== REQUIRED ACTION 1 ==
In the rows, copy out the lines that start with the line containing "</instance>" and run through the line containing "positive clicks: (393, 178)", both included, reproducing them exactly.

== DOCUMENT TEXT ==
The same contrast shows up in Jerusalem. The crowd had good theology. They knew the Messiah was supposed to enter on a donkey. They knew the words to shout. But they were settling for less than the full picture because they had stopped believing God could pull off what He had actually promised.

They wanted Israel back. They had given up on the full overlap of heaven and earth.

We do the same thing. "God, how can you restore my marriage? How can you fix what is broken in my family? I just do not see how you can put this back together." And we begin to negotiate down. Not because God redirected us to something different, but because we stopped believing He could actually do it.

The question is not just who we think Jesus is. The better question is who Jesus thinks He is. Because if Jesus and I disagree about that, I am the one who is wrong.

He Is the New Temple

When Jesus arrived at the temple, He drove out the moneychangers. He overturned the tables. He cleared out the court.

The people thought He was cleansing the temple for them, the start of the revolution they had been waiting for. But Jesus was doing something else entirely.

He then sat down and began to teach. And the blind received sight. The lame walked. The unclean became clean.

Do those sound familiar? They should. They are exactly what the temple was supposed to do.

Jesus was not just cleansing the temple. He was replacing it.

He is the new place where heaven and earth overlap. He is the new Holy of Holies. And the anger He showed toward the moneychangers had a deeper reason. The temple had a Court of the Gentiles, an outer court built so that anyone who was not Jewish could still come and meet with God. Israel had one job: to make a place for the nations in God's house. Instead, they had filled that space with commerce. The place set aside for outsiders to find God had become a marketplace.

Jesus cleared it because the door was supposed to be open.

You Are a Living Stone

Here is where it lands.

Jesus is the new temple. But we are the stones.

First Peter describes believers as living stones being built into a spiritual house. That means wherever you go, the kingdom of heaven can go with you. The overlap is not confined to a building on a hill in Jerusalem. It is not locked behind a door in a mall that is never open.

It lives in you.

Jesus did not just come to fix your circumstances. He came to restore your soul. He did not come to give Israel back to the Jews. He came to break the bondage of sin and death at the deepest level. He came so that heaven and earth could overlap again, and this time, the place where that happens is inside His people.

That is what He was trying to tell everyone watching on Palm Sunday. The disciples did not understand it yet. They came with swords, expecting a battle. Peter would cut off a man's ear before the week was over. They could not yet imagine their king on a cross saying, "Father, forgive them."

But Jesus knew what He was riding toward. He rode in peace on a donkey while a crowd waved liberation flags, and He wept over a city that could not see that the thing they were crying out for had already arrived.

Life Application

This week, think about how you are preparing to experience God in your daily life.

Leave Out the Donkey
The people of Jerusalem prepared for God to show up by leaving out what He needed to come in. What does it look like for you to practically prepare space for God to move in your life this week?

Stop Settling
Where have you scaled back what you are trusting God for, not because He redirected you, but because you stopped believing He could do it? Bring that back to Him fully.

Carry the Kingdom
If Jesus is the new temple and you are a living stone, you take the kingdom with you wherever you go. Who in your life needs you to bring it to them this week?

Questions for Reflection:

  • Am I preparing for God to show up, or am I just hoping He will?
  • Where have I settled for a smaller version of what God promised because I stopped believing He could pull it off?
  • Is the door open in my life for people who do not know Jesus to encounter Him through me?
  • What is the difference between having faith in Jesus and having the faith of Jesus, and which one better describes where I am right now?
  • What would it look like to carry the kingdom of heaven with me into my everyday life this week?

Jesus came into Jerusalem knowing exactly what the week ahead held. He rode in on a donkey, in peace, to a crowd waving revolution flags, and He wept because they could not see that the very thing they had been crying out for was already in their midst.

He has not changed. He is still trying to come in. The door was always open. The question is whether we are walking through it.

== EXERCISE MATERIAL ==

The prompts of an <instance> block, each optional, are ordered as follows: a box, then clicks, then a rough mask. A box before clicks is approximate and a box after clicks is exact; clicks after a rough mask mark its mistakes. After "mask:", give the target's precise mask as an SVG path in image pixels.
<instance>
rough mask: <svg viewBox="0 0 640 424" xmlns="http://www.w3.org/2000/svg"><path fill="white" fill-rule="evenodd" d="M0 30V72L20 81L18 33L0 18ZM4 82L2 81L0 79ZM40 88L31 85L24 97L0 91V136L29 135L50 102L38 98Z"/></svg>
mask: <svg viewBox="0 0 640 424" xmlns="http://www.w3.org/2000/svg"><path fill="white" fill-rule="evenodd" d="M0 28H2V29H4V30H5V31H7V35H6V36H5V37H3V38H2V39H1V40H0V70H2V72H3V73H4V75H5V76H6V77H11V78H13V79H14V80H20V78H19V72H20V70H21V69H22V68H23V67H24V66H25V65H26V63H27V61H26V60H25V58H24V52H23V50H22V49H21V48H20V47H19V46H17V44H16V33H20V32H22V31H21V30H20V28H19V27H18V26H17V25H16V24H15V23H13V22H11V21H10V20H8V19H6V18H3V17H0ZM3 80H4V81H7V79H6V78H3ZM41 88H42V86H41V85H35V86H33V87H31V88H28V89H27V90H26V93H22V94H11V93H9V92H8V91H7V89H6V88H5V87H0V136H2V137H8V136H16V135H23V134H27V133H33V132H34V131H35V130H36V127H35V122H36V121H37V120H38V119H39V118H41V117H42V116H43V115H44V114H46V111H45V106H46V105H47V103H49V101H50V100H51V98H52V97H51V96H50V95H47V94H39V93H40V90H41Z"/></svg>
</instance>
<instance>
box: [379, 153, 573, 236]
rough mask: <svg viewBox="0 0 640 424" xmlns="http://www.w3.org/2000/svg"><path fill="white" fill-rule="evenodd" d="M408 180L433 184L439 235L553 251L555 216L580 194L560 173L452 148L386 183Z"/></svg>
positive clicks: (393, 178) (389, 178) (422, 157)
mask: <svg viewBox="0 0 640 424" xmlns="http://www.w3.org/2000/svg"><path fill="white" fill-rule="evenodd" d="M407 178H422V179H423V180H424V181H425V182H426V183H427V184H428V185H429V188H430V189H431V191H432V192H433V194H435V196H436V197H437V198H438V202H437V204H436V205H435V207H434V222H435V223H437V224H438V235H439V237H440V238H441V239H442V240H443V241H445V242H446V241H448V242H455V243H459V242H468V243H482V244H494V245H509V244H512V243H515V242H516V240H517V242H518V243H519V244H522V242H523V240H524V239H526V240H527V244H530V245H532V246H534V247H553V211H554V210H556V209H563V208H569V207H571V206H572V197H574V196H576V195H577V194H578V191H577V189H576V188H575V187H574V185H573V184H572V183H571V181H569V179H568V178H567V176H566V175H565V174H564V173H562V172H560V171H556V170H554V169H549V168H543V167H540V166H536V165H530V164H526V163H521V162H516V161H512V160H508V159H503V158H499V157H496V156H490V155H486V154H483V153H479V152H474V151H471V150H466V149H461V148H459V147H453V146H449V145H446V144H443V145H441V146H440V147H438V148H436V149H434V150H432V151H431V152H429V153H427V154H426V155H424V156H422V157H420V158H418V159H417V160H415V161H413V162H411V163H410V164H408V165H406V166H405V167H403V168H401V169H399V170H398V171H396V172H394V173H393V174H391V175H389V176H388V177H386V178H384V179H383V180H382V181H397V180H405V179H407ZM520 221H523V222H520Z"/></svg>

== REQUIRED ACTION 2 ==
According to the Palm Sunday text, why did Jesus show anger toward the moneychangers in the temple? Answer in one to three sentences.

== YOUR SOLUTION 1 ==
</instance>
<instance>
box: [379, 153, 573, 236]
rough mask: <svg viewBox="0 0 640 424" xmlns="http://www.w3.org/2000/svg"><path fill="white" fill-rule="evenodd" d="M408 180L433 184L439 235L553 251L555 216L580 194L560 173L452 148L386 183Z"/></svg>
positive clicks: (393, 178) (389, 178) (422, 157)

== YOUR SOLUTION 2 ==
The temple's Court of the Gentiles was built so that anyone who was not Jewish could still come and meet with God, and Israel's one job was to make a place for the nations in God's house. Instead, that space had been filled with commerce and turned into a marketplace, so Jesus cleared it because the door was supposed to be open.